After all, it’s not 1960 anymore. There are way more options for consuming cannabis.
For Colorado cannabis consumers, concentrates and edibles have slowly but surely become the preferred way of consuming cannabis.
When it comes to getting the most bang for your buck with THC content, concentrates are hard to beat.
Meanwhile, it’s no surprise that flower sales have slumped. Buying cannabis flower can often be expensive.
The flower itself is challenging to carry and store safely. A few drops from a tincture or drags from a disposable pen sounds easier than processing, grinding, and smoking flower.
It’s also worth noting that many cannabis users might be trying to cut back on their smoking due to health concerns associated with COVID-19.
Marijuana Taxes vs Liquor Taxes in Colorado
Colorado is a textbook example of why so many U.S. states, especially after having their budgets impacted by COVID-19, are looking to legalize cannabis.
When you look at the numbers, it’s clear why so many states are looking at a revenue-generating industry like cannabis.
Colorado businesses raked in nearly $2.2 billion in profits last year, collecting $319,325,375 for the state in the process.
That’s thanks to Colorado’s 2.9% sales tax from both medical and recreational marijuana sales and a 15% excise tax on retail marijuana.
Sales were strong due to marijuana dispensaries being deemed essential businesses during the pandemic, and the state made online sales of recreational marijuana legal during the pandemic.
Of the total revenue, 66% comes from the state’s 15% retail excise tax, and 90% of this subtotal is reserved for the general fund.
Local governments are given the remaining 10%. The money collected from cannabis sales taxes is set to be appropriated to local governments and the state’s education, transportation, and marijuana cash tax funds.
When you compare that massive amount of money to how much that state makes from alcohol sales, it’s clear that there’s no comparison to be made.
Colorado’s Job Creator
On top of being a fantastic money-maker for the state and local governments, the legal cannabis industry is also a job creator.
According to Leafly‘s Job Reports 2020, the cannabis industry is the fastest U.S. industry in job creation by adding 77,000 jobs in 2020. In Colorado, it employs 34,700 full-time workers.

→ Dataset records:
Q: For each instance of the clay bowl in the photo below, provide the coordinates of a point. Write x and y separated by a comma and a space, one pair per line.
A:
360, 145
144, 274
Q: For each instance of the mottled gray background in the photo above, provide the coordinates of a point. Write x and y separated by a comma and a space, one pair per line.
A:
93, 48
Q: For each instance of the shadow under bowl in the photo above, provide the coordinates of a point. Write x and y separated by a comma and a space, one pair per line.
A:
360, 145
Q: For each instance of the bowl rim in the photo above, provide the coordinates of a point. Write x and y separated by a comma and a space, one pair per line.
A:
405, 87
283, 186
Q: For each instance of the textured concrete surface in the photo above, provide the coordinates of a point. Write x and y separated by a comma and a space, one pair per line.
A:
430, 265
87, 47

→ Work to complete:
According to the Colorado cannabis text, how many full-time workers does the cannabis industry employ in Colorado? The records are separate from the Colorado cannabis text.

→ Answer space:
34,700